_TASK OBJECTIVE_
Return an exact copy of the entries, skipping any picture you find.

_INFORMATION SHOWN_
▼
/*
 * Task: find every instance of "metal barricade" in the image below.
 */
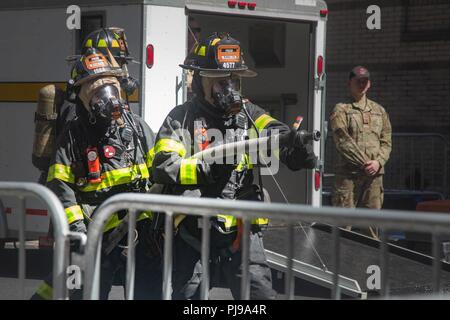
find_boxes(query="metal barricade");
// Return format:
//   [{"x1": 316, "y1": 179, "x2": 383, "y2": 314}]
[
  {"x1": 324, "y1": 133, "x2": 449, "y2": 195},
  {"x1": 0, "y1": 182, "x2": 83, "y2": 300},
  {"x1": 83, "y1": 192, "x2": 450, "y2": 300}
]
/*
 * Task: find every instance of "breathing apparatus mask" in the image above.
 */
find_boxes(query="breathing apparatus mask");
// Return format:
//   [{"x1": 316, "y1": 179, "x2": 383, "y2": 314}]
[
  {"x1": 90, "y1": 85, "x2": 123, "y2": 122},
  {"x1": 79, "y1": 77, "x2": 127, "y2": 127},
  {"x1": 212, "y1": 77, "x2": 242, "y2": 115},
  {"x1": 200, "y1": 74, "x2": 243, "y2": 117}
]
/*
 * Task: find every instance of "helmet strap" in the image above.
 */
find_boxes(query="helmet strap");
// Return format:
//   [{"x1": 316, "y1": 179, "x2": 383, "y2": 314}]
[{"x1": 106, "y1": 48, "x2": 121, "y2": 68}]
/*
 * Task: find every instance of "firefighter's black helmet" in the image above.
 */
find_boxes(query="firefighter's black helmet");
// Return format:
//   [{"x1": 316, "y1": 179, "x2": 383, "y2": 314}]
[
  {"x1": 180, "y1": 33, "x2": 257, "y2": 78},
  {"x1": 70, "y1": 48, "x2": 124, "y2": 86},
  {"x1": 67, "y1": 27, "x2": 137, "y2": 65}
]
▲
_ANSWER_
/*
 * Task: find every instance of "metal barricade" in the image below.
 */
find_boxes(query="metal barricade");
// Return format:
//   [{"x1": 316, "y1": 179, "x2": 383, "y2": 314}]
[
  {"x1": 324, "y1": 133, "x2": 449, "y2": 195},
  {"x1": 0, "y1": 182, "x2": 83, "y2": 300},
  {"x1": 83, "y1": 192, "x2": 450, "y2": 300}
]
/*
 * Task: find every instance of "breathing apparatus mask" in the image above.
 */
find_boxes(query="breathing apparatus mask");
// Return format:
//   [{"x1": 316, "y1": 179, "x2": 383, "y2": 314}]
[
  {"x1": 90, "y1": 85, "x2": 123, "y2": 122},
  {"x1": 79, "y1": 77, "x2": 127, "y2": 127},
  {"x1": 212, "y1": 77, "x2": 242, "y2": 115},
  {"x1": 200, "y1": 74, "x2": 243, "y2": 117}
]
/*
 * Task: find every instance of "helmet strap" in the image above.
 */
find_boxes(query="helmet strap");
// Return format:
//   [{"x1": 316, "y1": 179, "x2": 383, "y2": 314}]
[{"x1": 106, "y1": 48, "x2": 121, "y2": 68}]
/*
 * Task: find every instance of "firefighter's black helmet" in the image above.
 */
find_boxes(query="firefighter's black helmet");
// Return format:
//   [{"x1": 316, "y1": 179, "x2": 383, "y2": 314}]
[
  {"x1": 180, "y1": 33, "x2": 257, "y2": 78},
  {"x1": 70, "y1": 48, "x2": 124, "y2": 86},
  {"x1": 67, "y1": 27, "x2": 137, "y2": 65}
]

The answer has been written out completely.